Задание
Напишите продолжение текста о Белинском и лермонтовском «Демоне», начав сразу после его последнего предложения.

Для понимания того, что реально стояло за этими откровенно апологетическими высказываниями Анненкова, лучше всего обратиться к работам самого Белинского — и во избежание каких-либо недомолвок все-таки процитировать, несмотря на крайнюю «эксцентричность», то, что имел в виду мемуарист, говоря об истолкованиях Белинским Лермонтова в позитивном смысле. На наш взгляд, иначе как душевным нездоровьем Белинского объяснить эти экстравагантные высказывания нельзя.

В 1842 г. по поводу лермонтовского «Демона» Белинский писал: «Демон <...> служит и людям и человечеству, как вечно движущая сила духа человеческого и исторического <...> Он внушал Сократу откровения его нравственной философии <...> Он внушал Аристофану его комедии <...> он помог Колумбу открыть Америку <...> Из русских поэтов первый познакомился с ним Пушкин, и тягостно было ему его знакомство, и печальны были его встречи с ним... Он не пал от него; но и не узнал, не понял его <...> Зато другой русский поэт, явившийся уже по смерти Пушкина, не испугался этого страшного гостя: он знаком был с ним еще с детства, и его фантазия с любовию лелеяла этот „могучий образ“...»9 Вот так «носился» Белинский с лермонтовским «Демоном», таково реальное содержание «усилий» критика «растолковать настроение Лермонтова в наилучшем смысле».

В 1843 г. С. П. Шевырев, не склонный идеализировать личность Белинского, имея в виду приведенные высказывания критика о Лермонтове, прямо замечал, что журнал, в котором печатались эти отзывы — «Отечественные Записки» — «самою позорною клеветою чернит совесть покойного поэта перед глазами всей Русской публики, и не в шутку уверяет ее, что Русская поэзия в лице Лермонтова, в первый раз вступила в самую тесную дружбу, с кем бы вы думали?.. с чертом!»10 В свою очередь М. П. Погодин, откликаясь на смерть Белинского, следующим образом передавал свои впечатления от рассуждений критика: «Лежа <...> с переломленной ногой в 1844 году, я должен был читать что-нибудь самое легкое: разумеется, легче Петербургских журналов, при всей их тяжести, сыскать трудно, и мне позволили сначала перелистывать Отечественные Записки. Попадается мне похвала диаволу (прости, Господи, согрешение) при рассуждении о демоне, которого Лермонтов будто бы взял себе в друзья, и потому возвысился, а Пушкин имел слабость испугаться, и потому упал <...> Вот каковы наши критики, судии и рецензенты, — заключал Погодин, — а это был еще самый способный. Каковы же остальные герои Современника и Отечественных Записок, каковы же преемники Белинского!»11

Примечательно в этой связи отношение к «Отечественным Запискам» самого Лермонтова. В этом журнале поэт действительно напечатал почти все, что опубликовал при жизни. Журнал был основан в 1839 г. А. А. Краевским, однако достойно замечания то, что с Краевским Лермонтов познакомился еще в 1836 г. — в то время, когда тот был близок к представителям противоположной партии — к С. С. Уварову и М. П. Погодину (Краевский был тогда редактором уваровского «Журнала Министерства Народного Просвещения»). «В последние месяцы» жизни Лермонтов определенно отходит от «Отечественных Записок»12. Одно из последних его стихотворений — «Спор» — было опубликовано в 1841 г. в погодинском «Москвитянине». По свидетельству Краевского, весной 1841 г. Лермонтов «мечтал об основании <нового> журнала и часто говорил о нем... не одобряя направления „Отечественных записок“. — „Мы должны жить своею самостоятельною жизнью и внести свое самобытное в общечеловеческое. Зачем нам все тянуться за Европою и за французским“»13.

[Данные для привязки объектов по описанию на естественном языке]
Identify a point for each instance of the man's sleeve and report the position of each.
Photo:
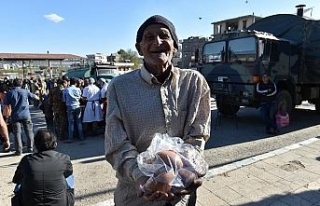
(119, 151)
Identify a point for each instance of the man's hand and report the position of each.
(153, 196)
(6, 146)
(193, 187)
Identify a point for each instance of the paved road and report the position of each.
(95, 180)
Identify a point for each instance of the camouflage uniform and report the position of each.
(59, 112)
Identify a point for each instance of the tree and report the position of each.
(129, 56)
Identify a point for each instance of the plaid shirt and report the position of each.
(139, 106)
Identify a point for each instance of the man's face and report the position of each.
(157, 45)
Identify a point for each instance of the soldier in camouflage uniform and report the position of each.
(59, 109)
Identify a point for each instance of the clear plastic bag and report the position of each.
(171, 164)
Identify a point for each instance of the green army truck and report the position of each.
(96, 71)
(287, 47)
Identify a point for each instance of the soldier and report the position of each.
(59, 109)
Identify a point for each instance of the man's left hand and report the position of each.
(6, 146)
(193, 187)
==
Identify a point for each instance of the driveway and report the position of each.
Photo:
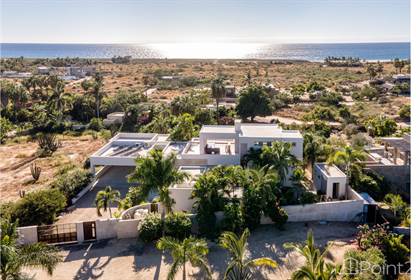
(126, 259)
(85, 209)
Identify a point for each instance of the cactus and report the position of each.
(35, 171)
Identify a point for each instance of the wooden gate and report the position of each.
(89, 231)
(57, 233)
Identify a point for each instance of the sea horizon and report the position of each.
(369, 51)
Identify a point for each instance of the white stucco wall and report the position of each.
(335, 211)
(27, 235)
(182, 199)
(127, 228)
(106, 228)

Ответ
В связи с указанной интерпретацией Белинским наследия Лермонтова интересно обратить внимание на то, каким образом воспринимал лермонтовское творчество Гоголь.

Прежде всего отметим, что Гоголь, несомненно, должен был испытывать по отношению к Лермонтову особую благодарность за его стихотворение «Бородино», опубликованное в 1837 г. в журнале «Современник» в том самом номере, где Гоголь поместил свои «Петербургские записки...». Слова «полковника» из этого стихотворения: «Ребята! не Москва ль за нами? Умремте ж под Москвой...», — послужили Гоголю непосредственным толчком к созданию знаменитой речи о товариществе во второй редакции «Тараса Бульбы» (1842): «Уже если на то пошло, чтобы умирать, так никому ж <...> не доведется так умирать!..» (II, 134). Позднее, в «Выбранных местах из переписки с друзьями», имея в виду другие строки этого стихотворения: «Да, были люди в наше время, / Не то, что нынешнее племя: / Богатыри — не вы!» — Гоголь писал: «В России теперь на всяком шагу можно сделаться богатырем. Всякое званье и место требует богатырства» («Четыре письма к разным лицам по поводу „Мертвых душ“»; VIII, 291).

С другой стороны, по некоторым высказываниям Гоголя можно судить, что и он, подобно Шевыреву и Погодину, был хорошо осведомлен о характере высказываний Белинского о творчестве Лермонтова. Следуя, однако, своему старому правилу избегать вражды и открытой полемики, Гоголь свой ответ критику заключил в главах «Выбранных мест из переписки с друзьями», вызвавших, как известно, ожесточенную брань Белинского.

Именно откровенные возмущенные реплики Шевырева и Погодина по поводу того, как интерпретировал Белинский лермонтовского «Демона», позволяют понять, как на эти интерпретации критика ответил в 1847 г. Гоголь.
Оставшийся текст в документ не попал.